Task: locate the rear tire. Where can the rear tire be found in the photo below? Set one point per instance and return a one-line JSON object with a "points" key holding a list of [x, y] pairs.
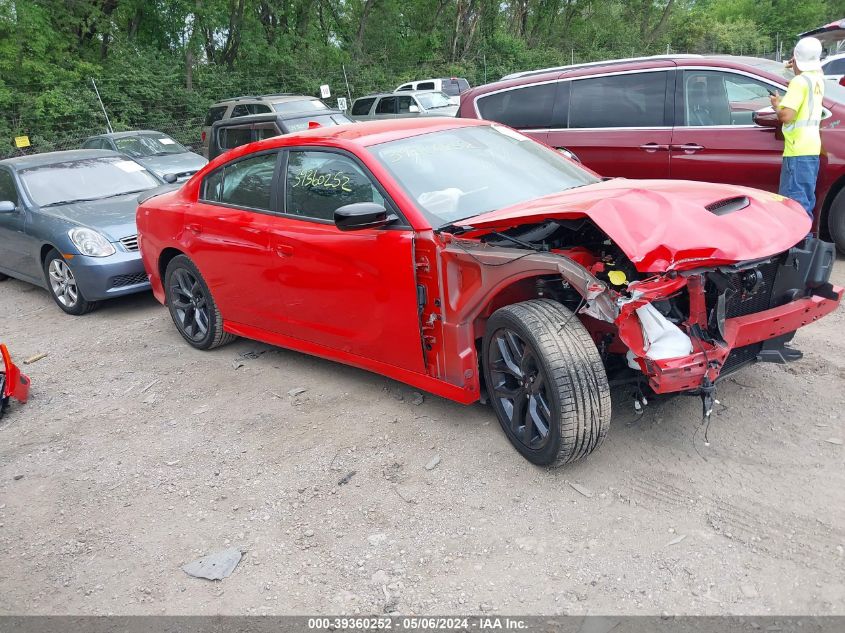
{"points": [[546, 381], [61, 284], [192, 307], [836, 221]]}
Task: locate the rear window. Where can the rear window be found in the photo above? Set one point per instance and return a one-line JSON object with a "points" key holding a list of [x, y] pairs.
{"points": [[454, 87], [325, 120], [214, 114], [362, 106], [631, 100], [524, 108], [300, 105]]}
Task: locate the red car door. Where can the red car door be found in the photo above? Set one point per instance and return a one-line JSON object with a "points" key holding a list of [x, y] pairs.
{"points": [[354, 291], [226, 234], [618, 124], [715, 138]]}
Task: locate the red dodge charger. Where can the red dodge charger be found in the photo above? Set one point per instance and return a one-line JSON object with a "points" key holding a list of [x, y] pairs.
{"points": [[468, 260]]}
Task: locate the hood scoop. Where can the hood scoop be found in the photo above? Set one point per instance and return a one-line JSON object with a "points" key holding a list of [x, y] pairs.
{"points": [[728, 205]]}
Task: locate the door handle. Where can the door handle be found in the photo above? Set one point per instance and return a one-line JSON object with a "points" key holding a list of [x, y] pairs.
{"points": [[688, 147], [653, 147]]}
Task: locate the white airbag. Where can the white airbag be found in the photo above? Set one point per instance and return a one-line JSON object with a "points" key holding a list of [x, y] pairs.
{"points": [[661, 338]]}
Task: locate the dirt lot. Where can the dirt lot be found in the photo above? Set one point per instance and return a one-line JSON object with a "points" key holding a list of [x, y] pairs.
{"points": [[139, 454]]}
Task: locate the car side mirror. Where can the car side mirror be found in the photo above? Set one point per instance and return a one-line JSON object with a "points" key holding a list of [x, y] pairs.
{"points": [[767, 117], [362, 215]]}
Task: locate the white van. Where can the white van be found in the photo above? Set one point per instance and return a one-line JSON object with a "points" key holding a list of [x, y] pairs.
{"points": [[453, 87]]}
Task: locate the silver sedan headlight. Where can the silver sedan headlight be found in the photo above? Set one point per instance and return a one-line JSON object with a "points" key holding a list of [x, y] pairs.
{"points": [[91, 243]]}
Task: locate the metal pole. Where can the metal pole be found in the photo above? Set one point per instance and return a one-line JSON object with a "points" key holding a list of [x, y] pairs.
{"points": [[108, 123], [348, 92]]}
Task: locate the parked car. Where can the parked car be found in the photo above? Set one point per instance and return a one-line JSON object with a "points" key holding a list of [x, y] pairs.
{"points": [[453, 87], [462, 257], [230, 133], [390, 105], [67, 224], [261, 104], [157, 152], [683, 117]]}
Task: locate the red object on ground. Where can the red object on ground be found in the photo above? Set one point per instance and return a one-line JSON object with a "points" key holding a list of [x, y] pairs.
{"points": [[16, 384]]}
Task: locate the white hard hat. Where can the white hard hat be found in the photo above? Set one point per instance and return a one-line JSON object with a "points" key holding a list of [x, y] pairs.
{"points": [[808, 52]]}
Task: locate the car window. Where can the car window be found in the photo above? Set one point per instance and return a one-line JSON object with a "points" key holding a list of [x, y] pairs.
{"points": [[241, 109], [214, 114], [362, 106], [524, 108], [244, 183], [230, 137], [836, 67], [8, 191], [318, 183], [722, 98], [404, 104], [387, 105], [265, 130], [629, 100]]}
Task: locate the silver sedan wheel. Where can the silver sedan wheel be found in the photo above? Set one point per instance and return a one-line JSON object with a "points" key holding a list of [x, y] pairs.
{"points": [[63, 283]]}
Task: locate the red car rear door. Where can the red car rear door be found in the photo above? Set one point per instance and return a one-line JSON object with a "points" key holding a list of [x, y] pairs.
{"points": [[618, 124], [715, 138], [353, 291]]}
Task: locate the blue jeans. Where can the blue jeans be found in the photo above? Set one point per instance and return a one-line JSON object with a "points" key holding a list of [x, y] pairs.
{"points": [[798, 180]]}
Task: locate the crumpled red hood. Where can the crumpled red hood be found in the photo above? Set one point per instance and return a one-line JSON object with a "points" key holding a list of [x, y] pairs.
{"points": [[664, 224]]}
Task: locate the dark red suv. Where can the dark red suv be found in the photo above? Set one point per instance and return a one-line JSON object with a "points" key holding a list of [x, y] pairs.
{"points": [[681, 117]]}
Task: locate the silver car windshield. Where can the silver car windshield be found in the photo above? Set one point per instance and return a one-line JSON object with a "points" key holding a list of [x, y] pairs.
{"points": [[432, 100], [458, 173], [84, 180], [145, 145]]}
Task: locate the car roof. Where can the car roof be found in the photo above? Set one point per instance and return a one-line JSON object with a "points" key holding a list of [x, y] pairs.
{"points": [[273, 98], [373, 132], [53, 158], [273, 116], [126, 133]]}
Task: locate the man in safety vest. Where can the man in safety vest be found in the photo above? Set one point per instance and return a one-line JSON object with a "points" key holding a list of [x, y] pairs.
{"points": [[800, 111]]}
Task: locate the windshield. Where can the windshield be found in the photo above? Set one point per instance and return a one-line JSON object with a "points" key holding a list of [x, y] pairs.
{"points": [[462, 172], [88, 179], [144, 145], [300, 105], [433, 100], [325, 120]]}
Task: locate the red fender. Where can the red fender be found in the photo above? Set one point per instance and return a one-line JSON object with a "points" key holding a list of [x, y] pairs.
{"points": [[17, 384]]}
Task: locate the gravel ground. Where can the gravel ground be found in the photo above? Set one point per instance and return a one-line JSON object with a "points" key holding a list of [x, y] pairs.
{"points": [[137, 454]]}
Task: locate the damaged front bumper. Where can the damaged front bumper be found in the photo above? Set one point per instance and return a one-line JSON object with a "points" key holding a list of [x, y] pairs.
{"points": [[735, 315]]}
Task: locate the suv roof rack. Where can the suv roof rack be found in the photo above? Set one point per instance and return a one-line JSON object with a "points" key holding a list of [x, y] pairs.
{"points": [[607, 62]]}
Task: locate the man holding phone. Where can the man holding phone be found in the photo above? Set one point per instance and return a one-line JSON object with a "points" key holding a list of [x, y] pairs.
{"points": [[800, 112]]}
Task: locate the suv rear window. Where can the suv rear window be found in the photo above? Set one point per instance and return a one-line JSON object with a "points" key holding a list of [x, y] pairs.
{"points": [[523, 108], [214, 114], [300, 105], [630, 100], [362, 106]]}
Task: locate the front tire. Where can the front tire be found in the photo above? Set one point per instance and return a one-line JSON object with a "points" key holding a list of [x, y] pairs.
----------
● **STATED EXERCISE**:
Repeat only the stretch of lines that begins at the line containing "Task: locate the damaged" and ends at the last line above, both included.

● **EXERCISE SOLUTION**:
Task: locate the damaged front bumper. Where can the damaged front bumper be found in the photo above? Set one point per instance and return a one-line JSON object with a "points" key holding a list of [x, y] pairs.
{"points": [[735, 315]]}
Task: locate the suv roof rack. Where can the suv roof rack be found in the photo above? Set one point per instance and return a one-line JSON object with a "points" key holding a list of [x, y] pairs.
{"points": [[607, 62]]}
Task: locate the man holding phone. Where can the man holding phone be found in the photo above? Set one point per instance and return a one-line JSON object with a "points" key holding a list of [x, y] pairs.
{"points": [[800, 112]]}
Task: locate the suv rear window. Where can the suv rear window be found in the photo above? Set one point per instance and return a one-line JSON object with a "points" key holding a list of [x, y] pairs.
{"points": [[523, 108], [214, 114], [300, 105], [630, 100], [362, 106]]}
Task: locate the front tire. Where can the front tire be found in the photo above? Set one point per instance and return a one-line JSON object with a "points" key holding a list of [x, y] pairs.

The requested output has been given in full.